**Assignment**
Copy the essay below about Super Mario Odyssey in full, word for word.

----- Quoted passage

For the past week, I’ve been falling ever more deeply in love with Super Mario Odyssey. I like a lot of things about this game, but most of all, I like that there’s no timer.
Super Mario Odyssey is widely considered the first “proper” 3D Mario game since Super Mario Galaxy 2 hit the Wii back in 2010. As it happens, I started actively playing Mario games a year or two after that. I played plenty of New Super Mario Bros. on the DS and its sequel on 3DS, as well as New Super Mario Bros. U on the Wii U. I spent a little while addicted to Mario Run on my iPhone. I really liked Super Mario 3D Land on the 3DS and was somewhat into the Wii U’s Super Mario 3D World. But I never loved any of those games. I played them, appreciated them, and even finished 3D Land. That was as far as it went.
All of the Mario games I’ve played have something in common: a timer. (The 3D Mario games I haven’t played, like Sunshine and Mario 64, do not.) Even in 3D World, which lets you explore semi-open 3D environments, each level begins with a ticking clock. If you take too long screwing around or trying to solve a tricky platforming puzzle, you’ll get a reminder that time is running low and you need to move faster. The timer has a pervasive, unsubtle effect on the overall experience. Don’t stay put, the game tells me. Keep moving.
Super Mario Odyssey has no timer. That, more than any other thing about the game, has defined my experience with it. It’s what lays the groundwork for all the other things that I love. I’m no longer moving through levels; I’m exploring. I’m no longer problem-solving; sometimes I’m just messing around. The main hub levels feel less like obstacle courses and more like playgrounds. I’ve stopped moving forward and started moving sideways.

----------
----- Data supplied

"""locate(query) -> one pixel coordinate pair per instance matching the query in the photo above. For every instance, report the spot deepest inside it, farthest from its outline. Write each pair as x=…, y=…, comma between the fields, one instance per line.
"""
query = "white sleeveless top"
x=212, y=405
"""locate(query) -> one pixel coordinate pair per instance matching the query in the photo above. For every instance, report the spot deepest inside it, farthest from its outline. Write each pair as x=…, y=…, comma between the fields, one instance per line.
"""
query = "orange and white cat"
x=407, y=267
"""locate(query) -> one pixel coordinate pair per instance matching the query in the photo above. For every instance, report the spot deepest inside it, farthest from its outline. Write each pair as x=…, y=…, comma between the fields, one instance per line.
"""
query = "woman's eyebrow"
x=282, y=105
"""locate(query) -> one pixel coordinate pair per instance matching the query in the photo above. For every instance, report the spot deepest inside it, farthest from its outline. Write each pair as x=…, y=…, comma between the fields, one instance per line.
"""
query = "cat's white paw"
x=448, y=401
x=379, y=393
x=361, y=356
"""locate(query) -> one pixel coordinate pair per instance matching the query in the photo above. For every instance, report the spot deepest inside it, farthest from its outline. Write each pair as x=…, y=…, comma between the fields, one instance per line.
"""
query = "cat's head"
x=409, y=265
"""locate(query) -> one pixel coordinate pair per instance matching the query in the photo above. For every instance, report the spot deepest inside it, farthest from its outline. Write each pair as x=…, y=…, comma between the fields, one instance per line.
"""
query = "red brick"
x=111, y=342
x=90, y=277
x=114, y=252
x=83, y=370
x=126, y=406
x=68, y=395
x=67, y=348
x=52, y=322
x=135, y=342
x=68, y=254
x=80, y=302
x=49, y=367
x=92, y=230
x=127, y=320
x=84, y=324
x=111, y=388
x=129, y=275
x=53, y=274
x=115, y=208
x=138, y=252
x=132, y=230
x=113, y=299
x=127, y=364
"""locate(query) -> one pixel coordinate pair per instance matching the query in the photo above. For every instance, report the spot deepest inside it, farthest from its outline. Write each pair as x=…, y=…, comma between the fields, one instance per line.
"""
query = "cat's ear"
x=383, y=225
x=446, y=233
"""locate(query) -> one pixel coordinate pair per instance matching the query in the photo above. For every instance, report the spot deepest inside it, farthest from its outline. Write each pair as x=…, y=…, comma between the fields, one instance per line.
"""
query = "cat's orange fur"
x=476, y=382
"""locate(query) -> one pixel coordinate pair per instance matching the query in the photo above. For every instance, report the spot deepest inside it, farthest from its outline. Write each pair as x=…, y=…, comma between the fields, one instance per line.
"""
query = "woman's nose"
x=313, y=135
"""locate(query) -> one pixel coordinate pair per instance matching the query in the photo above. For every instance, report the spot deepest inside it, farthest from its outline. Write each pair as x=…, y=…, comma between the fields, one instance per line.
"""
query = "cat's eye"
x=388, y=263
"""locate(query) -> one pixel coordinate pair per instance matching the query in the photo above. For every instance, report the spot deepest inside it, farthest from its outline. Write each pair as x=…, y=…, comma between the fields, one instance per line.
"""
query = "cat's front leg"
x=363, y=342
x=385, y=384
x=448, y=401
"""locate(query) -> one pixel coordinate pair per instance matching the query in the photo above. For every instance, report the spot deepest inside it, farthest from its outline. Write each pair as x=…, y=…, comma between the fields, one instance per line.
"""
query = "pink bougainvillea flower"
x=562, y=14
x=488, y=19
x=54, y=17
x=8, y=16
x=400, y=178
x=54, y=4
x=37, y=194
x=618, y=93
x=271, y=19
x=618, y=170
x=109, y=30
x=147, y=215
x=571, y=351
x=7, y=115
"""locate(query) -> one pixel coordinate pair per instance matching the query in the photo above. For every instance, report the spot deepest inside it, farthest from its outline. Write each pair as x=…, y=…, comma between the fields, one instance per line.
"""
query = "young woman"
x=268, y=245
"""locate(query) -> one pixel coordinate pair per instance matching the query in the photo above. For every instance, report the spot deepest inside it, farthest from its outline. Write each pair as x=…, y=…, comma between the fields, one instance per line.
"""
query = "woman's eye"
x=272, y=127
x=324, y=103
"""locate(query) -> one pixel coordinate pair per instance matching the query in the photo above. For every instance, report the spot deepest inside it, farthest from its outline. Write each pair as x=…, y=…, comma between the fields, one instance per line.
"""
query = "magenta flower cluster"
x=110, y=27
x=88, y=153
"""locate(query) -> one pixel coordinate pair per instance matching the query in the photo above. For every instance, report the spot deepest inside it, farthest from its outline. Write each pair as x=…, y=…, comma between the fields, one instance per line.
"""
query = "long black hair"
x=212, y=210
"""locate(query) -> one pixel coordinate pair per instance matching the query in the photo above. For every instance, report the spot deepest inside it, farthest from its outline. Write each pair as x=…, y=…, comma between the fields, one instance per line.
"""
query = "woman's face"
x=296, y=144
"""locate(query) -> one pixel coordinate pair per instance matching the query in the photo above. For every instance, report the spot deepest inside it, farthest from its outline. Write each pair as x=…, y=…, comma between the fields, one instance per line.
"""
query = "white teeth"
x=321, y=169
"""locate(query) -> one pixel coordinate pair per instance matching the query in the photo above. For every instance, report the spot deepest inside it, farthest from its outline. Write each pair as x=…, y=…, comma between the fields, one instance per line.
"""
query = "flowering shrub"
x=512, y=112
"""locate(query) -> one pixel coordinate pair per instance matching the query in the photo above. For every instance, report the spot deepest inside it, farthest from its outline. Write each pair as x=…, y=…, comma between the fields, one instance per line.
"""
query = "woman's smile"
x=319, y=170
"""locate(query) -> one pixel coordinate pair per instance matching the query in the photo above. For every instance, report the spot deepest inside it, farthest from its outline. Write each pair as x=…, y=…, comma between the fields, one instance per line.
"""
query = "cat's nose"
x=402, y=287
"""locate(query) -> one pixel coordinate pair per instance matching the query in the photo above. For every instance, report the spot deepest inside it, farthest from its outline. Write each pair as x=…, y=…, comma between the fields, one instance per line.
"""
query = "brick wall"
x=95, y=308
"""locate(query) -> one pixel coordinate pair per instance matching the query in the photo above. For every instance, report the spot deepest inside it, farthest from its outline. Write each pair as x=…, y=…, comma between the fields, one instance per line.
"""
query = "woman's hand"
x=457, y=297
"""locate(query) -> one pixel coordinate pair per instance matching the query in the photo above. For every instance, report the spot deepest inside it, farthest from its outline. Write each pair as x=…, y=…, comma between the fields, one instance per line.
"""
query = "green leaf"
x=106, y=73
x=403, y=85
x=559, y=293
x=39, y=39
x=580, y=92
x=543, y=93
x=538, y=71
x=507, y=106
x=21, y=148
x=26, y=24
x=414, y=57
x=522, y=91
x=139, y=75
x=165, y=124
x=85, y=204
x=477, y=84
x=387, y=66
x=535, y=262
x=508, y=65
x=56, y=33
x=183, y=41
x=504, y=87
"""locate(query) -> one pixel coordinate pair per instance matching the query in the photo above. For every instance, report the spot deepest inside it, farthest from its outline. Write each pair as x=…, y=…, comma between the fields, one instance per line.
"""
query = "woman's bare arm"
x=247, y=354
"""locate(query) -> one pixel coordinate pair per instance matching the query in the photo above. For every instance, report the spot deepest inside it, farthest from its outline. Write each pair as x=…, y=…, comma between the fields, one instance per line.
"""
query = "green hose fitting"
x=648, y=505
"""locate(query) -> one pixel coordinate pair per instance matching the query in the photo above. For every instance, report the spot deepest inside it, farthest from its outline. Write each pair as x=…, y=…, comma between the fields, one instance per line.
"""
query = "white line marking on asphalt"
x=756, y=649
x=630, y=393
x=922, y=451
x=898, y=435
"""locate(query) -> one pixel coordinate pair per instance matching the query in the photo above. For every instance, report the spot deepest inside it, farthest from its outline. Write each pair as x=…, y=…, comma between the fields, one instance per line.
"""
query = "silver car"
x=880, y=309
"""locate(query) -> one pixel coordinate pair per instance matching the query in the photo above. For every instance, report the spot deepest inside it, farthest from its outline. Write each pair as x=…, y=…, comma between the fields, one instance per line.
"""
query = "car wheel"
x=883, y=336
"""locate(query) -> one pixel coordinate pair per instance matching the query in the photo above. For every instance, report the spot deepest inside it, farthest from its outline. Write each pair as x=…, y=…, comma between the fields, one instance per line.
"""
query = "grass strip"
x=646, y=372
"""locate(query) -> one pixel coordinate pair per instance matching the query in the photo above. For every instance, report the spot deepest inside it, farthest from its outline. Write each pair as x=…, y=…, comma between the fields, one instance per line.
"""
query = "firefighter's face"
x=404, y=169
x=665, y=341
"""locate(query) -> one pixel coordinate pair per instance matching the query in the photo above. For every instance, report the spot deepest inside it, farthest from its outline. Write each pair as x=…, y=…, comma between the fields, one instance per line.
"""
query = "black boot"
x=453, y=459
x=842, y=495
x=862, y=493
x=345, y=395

----------

**Problem solution**
For the past week, I’ve been falling ever more deeply in love with Super Mario Odyssey. I like a lot of things about this game, but most of all, I like that there’s no timer.
Super Mario Odyssey is widely considered the first “proper” 3D Mario game since Super Mario Galaxy 2 hit the Wii back in 2010. As it happens, I started actively playing Mario games a year or two after that. I played plenty of New Super Mario Bros. on the DS and its sequel on 3DS, as well as New Super Mario Bros. U on the Wii U. I spent a little while addicted to Mario Run on my iPhone. I really liked Super Mario 3D Land on the 3DS and was somewhat into the Wii U’s Super Mario 3D World. But I never loved any of those games. I played them, appreciated them, and even finished 3D Land. That was as far as it went.
All of the Mario games I’ve played have something in common: a timer. (The 3D Mario games I haven’t played, like Sunshine and Mario 64, do not.) Even in 3D World, which lets you explore semi-open 3D environments, each level begins with a ticking clock. If you take too long screwing around or trying to solve a tricky platforming puzzle, you’ll get a reminder that time is running low and you need to move faster. The timer has a pervasive, unsubtle effect on the overall experience. Don’t stay put, the game tells me. Keep moving.
Super Mario Odyssey has no timer. That, more than any other thing about the game, has defined my experience with it. It’s what lays the groundwork for all the other things that I love. I’m no longer moving through levels; I’m exploring. I’m no longer problem-solving; sometimes I’m just messing around. The main hub levels feel less like obstacle courses and more like playgrounds. I’ve stopped moving forward and started moving sideways.